=== Do this ===
List every line in the entries below that contains the word "bowl".

────────────────

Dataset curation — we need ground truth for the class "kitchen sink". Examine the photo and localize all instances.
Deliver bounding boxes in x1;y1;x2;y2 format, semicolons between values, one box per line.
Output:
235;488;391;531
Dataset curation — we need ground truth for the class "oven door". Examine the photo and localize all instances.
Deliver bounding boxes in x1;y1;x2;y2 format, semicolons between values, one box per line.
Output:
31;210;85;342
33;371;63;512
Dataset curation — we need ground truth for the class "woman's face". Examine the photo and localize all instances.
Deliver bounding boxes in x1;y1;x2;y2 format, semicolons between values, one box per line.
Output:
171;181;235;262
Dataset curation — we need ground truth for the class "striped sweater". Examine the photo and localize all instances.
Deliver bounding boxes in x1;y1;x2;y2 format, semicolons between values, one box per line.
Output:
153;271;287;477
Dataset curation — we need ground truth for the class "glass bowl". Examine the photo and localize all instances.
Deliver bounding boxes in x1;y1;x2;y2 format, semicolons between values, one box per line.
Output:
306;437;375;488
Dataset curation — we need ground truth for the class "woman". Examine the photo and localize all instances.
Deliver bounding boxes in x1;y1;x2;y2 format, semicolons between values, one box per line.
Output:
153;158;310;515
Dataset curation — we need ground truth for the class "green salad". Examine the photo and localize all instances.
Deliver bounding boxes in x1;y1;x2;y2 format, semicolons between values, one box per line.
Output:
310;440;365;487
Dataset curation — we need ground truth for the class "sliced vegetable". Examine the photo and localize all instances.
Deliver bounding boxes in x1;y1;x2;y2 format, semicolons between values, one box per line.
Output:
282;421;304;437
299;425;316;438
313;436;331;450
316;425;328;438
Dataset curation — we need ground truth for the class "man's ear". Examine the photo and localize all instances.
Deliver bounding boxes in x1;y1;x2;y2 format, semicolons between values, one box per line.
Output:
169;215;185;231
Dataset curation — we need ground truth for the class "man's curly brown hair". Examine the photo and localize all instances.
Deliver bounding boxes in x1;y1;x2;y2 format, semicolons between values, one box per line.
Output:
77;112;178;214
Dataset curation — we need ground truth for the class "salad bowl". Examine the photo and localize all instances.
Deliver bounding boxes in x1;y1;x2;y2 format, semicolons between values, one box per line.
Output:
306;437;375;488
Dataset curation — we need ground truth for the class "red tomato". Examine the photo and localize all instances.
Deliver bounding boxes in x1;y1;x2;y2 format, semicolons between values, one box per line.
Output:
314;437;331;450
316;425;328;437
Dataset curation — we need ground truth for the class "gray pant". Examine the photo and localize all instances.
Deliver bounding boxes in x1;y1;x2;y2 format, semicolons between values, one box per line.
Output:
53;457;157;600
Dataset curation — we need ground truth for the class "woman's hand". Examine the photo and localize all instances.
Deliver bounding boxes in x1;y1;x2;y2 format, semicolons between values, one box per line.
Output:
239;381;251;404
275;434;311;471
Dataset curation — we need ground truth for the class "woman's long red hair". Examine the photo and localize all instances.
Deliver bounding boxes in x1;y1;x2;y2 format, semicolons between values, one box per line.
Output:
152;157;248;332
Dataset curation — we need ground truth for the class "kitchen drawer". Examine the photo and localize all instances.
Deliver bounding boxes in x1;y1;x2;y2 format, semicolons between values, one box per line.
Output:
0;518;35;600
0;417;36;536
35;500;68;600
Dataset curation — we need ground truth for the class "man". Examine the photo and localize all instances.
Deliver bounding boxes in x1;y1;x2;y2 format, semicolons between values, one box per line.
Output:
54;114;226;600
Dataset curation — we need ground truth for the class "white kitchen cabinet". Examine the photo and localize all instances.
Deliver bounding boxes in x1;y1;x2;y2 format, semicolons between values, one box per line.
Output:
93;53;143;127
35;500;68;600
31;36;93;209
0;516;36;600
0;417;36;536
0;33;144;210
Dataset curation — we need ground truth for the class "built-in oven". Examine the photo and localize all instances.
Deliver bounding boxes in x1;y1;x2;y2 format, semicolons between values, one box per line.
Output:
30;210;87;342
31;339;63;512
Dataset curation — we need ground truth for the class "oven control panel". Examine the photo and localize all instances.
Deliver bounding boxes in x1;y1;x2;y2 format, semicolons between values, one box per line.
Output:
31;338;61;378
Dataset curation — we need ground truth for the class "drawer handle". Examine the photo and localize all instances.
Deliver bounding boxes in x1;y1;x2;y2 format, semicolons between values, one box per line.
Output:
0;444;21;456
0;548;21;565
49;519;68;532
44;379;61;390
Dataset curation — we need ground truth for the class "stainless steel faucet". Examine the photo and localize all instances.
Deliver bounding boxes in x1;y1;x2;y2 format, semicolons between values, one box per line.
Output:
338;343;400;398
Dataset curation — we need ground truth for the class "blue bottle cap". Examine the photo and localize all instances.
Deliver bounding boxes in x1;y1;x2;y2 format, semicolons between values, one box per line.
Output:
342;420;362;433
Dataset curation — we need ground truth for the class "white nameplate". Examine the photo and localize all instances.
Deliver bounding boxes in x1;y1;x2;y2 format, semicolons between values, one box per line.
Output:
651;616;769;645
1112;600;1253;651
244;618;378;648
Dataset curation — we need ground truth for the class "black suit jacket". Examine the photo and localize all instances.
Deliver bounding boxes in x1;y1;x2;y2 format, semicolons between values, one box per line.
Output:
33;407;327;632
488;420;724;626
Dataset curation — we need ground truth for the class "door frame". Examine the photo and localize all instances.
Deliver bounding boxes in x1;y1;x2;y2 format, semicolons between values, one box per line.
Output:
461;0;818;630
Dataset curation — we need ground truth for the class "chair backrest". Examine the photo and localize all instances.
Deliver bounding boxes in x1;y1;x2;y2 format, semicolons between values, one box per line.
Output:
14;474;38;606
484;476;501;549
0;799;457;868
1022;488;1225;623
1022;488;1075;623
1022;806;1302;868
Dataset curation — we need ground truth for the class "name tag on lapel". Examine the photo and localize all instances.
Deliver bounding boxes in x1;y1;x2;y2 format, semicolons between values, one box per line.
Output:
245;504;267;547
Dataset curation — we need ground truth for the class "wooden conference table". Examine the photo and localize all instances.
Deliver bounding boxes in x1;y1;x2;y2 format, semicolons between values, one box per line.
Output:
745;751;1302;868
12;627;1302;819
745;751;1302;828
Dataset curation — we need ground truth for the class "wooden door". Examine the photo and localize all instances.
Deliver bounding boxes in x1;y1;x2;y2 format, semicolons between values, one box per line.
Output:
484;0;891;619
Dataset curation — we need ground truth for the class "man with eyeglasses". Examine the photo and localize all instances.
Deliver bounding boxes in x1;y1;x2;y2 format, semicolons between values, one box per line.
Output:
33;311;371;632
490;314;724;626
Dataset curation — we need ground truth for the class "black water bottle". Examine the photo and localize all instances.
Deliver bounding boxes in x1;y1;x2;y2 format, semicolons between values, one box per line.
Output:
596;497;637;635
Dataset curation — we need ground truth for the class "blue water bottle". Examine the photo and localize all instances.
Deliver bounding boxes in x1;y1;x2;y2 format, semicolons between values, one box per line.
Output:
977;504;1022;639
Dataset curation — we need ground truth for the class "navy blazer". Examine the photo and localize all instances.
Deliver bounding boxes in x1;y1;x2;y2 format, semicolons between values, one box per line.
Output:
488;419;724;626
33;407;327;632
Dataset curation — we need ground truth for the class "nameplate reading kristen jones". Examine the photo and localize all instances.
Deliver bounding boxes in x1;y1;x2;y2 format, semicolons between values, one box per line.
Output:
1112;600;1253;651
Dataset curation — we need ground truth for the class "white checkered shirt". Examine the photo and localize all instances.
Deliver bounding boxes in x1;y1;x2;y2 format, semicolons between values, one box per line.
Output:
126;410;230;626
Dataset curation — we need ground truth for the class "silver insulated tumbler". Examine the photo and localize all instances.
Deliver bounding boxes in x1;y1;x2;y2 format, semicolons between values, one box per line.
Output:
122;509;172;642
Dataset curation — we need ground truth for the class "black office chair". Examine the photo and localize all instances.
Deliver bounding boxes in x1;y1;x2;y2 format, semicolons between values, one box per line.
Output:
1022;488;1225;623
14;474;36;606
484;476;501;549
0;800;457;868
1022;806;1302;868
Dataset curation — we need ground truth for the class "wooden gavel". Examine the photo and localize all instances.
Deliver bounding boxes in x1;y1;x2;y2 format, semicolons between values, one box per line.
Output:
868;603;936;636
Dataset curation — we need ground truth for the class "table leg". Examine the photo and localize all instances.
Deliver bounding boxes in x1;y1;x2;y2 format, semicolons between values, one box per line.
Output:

────────────────

=== Written reply ===
Dataset curation — we need ground truth for the class "glass bowl". Examine the photo and localize all instances.
Dataset curation — we need ground truth for the class "salad bowl". Examine the photo and localize all instances.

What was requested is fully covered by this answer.